[Start of THE INPUT]

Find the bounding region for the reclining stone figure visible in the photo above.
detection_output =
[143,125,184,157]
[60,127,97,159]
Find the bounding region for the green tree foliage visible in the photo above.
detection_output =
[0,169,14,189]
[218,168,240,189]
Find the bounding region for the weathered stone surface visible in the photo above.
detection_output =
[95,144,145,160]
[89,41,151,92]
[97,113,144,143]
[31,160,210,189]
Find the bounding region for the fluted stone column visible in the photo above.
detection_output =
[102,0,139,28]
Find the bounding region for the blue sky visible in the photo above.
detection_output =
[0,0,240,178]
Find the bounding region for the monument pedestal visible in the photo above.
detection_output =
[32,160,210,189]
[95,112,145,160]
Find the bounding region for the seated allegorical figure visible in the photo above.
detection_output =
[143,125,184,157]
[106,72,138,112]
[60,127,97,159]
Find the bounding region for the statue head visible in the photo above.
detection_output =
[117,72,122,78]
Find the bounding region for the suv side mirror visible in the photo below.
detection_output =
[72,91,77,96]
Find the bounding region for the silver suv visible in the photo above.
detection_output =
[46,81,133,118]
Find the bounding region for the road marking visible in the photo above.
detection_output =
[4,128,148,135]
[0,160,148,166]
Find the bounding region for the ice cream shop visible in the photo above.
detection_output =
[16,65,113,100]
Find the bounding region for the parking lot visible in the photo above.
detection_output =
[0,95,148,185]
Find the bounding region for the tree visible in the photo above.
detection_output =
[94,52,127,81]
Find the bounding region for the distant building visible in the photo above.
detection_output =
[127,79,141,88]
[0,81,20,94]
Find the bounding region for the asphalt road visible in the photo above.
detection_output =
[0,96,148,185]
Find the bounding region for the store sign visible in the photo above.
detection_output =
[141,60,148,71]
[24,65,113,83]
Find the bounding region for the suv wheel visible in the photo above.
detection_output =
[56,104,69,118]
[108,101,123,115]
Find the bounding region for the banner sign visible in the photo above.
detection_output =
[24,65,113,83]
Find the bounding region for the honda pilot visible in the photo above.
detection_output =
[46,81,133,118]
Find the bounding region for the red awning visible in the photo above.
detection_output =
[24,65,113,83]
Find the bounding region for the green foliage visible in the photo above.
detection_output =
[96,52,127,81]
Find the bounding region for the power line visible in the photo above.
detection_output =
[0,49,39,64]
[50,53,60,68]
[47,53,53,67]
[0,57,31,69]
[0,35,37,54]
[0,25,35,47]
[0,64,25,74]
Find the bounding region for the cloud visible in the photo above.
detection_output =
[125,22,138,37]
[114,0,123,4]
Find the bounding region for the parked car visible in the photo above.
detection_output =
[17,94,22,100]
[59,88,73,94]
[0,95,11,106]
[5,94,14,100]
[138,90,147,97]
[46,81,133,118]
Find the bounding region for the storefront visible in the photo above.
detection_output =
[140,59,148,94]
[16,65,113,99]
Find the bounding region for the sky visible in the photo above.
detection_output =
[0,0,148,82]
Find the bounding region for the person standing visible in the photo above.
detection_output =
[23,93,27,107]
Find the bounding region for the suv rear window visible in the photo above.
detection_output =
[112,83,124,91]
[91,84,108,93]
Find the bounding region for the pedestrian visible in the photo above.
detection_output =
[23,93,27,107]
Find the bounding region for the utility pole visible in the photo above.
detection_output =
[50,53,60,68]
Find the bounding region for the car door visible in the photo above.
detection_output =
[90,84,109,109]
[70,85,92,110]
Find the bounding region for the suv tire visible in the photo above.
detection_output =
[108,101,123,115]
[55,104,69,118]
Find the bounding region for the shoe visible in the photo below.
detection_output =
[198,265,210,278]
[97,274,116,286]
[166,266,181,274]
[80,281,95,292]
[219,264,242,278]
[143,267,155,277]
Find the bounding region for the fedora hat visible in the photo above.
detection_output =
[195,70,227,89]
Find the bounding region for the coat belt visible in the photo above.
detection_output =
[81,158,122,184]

[End of THE INPUT]

Arrange all of the material above as a numbered list, leaving out any blank lines.

1. Find the bounding region for the reclining stone figure visible in the photo above.
2. detection_output =
3. [143,125,184,157]
4. [60,127,97,159]
5. Find the bounding region for the green tree foliage visible in the photo above.
6. detection_output =
7. [0,169,14,189]
8. [218,168,240,189]
9. Find the bounding region for the weathered stone surface visible in the photo above.
10. detection_output =
11. [95,144,145,160]
12. [89,41,151,92]
13. [97,113,144,143]
14. [31,160,210,189]
15. Find the bounding region for the fluted stone column visible in the photo above.
16. detection_output =
17. [102,0,139,28]
18. Find the bounding region for the blue sky visible in the photo above.
19. detection_output =
20. [0,0,240,178]
21. Find the bounding region for the monument pedestal visible in the photo above.
22. detection_output =
23. [32,160,210,189]
24. [95,112,145,160]
25. Find the bounding region for the seated allegorical figure visible in the photo above.
26. detection_output =
27. [143,125,184,157]
28. [106,72,138,112]
29. [60,127,97,159]
30. Find the bounding region for the statue head visible in the photo above.
31. detection_output =
32. [117,72,122,78]
33. Find the bounding region for the suv side mirror visible in the photo below.
34. detection_output =
35. [72,91,77,96]
36. Find the bounding region for the silver suv visible in the photo above.
37. detection_output =
38. [46,81,133,118]
39. Find the bounding region for the road marking visible in the photo above.
40. detection_output =
41. [4,128,148,135]
42. [0,160,148,166]
43. Find the bounding region for the ice cream shop visible in the photo above.
44. detection_output =
45. [16,65,113,100]
46. Find the bounding region for the parking lot visible in the photo above.
47. detection_output =
48. [0,95,148,185]
49. Find the bounding region for the tree visible in the photo above.
50. detection_output =
51. [94,52,127,81]
52. Find the bounding region for the distant building visible in the photo above.
53. detection_output =
54. [127,79,141,88]
55. [0,81,20,94]
56. Find the bounding region for the asphalt road visible in the photo above.
57. detection_output =
58. [0,96,148,185]
59. Find the bounding region for the store sign visible in the photo above.
60. detection_output =
61. [141,60,148,71]
62. [24,65,113,83]
63. Find the bounding region for the suv wheel visible in the photo above.
64. detection_output =
65. [56,104,69,118]
66. [108,101,123,115]
67. Find the bounding region for the banner sign visible in the photo above.
68. detection_output =
69. [24,65,113,83]
70. Find the bounding region for the honda pilot visible in the photo above.
71. detection_output =
72. [46,81,133,118]
73. Find the bounding region for the red awning visible in the photo above.
74. detection_output =
75. [24,65,113,83]
76. Find the bounding region for the green foliage visible in the photo above.
77. detection_output =
78. [96,52,127,81]
79. Find the bounding region for the power line visible in the photo above.
80. detection_output =
81. [0,49,39,64]
82. [50,53,60,68]
83. [47,53,53,67]
84. [0,57,31,69]
85. [0,35,37,54]
86. [0,25,35,47]
87. [0,64,25,74]
88. Find the bounding region for the cloud visible in the photo above.
89. detection_output =
90. [125,22,138,37]
91. [114,0,123,4]
92. Find the bounding region for the parked car visible in the photo above.
93. detection_output =
94. [17,94,22,100]
95. [59,88,73,94]
96. [0,95,11,106]
97. [5,94,14,100]
98. [138,90,147,97]
99. [46,81,133,118]
100. Find the bounding region for the storefront visible in the photo above.
101. detection_output =
102. [140,59,148,94]
103. [16,65,113,99]
104. Find the bounding region for the sky visible in the photo above.
105. detection_output =
106. [0,0,148,82]
107. Find the bounding region for the person standing visible in the photo above.
108. detection_output =
109. [23,93,27,107]
110. Find the bounding region for the suv rear window visible in the photo above.
111. detection_output =
112. [112,83,124,91]
113. [91,84,108,93]
114. Find the bounding region for the pedestrian visible in the photo above.
115. detection_output =
116. [23,93,27,107]
117. Find the bounding region for the utility pole visible in the photo above.
118. detection_output =
119. [50,53,60,68]
120. Find the bounding region for the car door visible in the photo above.
121. detection_output =
122. [90,84,109,109]
123. [70,85,92,110]
124. Find the bounding region for the suv tire visible in the photo above.
125. detection_output =
126. [108,101,123,115]
127. [55,104,69,118]
128. Find the bounding region for the shoe visible in the photo below.
129. detection_output =
130. [198,265,210,278]
131. [97,274,116,286]
132. [166,266,181,274]
133. [80,281,95,292]
134. [219,264,242,278]
135. [143,267,155,277]
136. Find the bounding region for the fedora hat visible in the photo above.
137. detection_output =
138. [195,70,227,89]
139. Find the bounding region for the coat belt visible in the photo above.
140. detection_output =
141. [81,158,122,184]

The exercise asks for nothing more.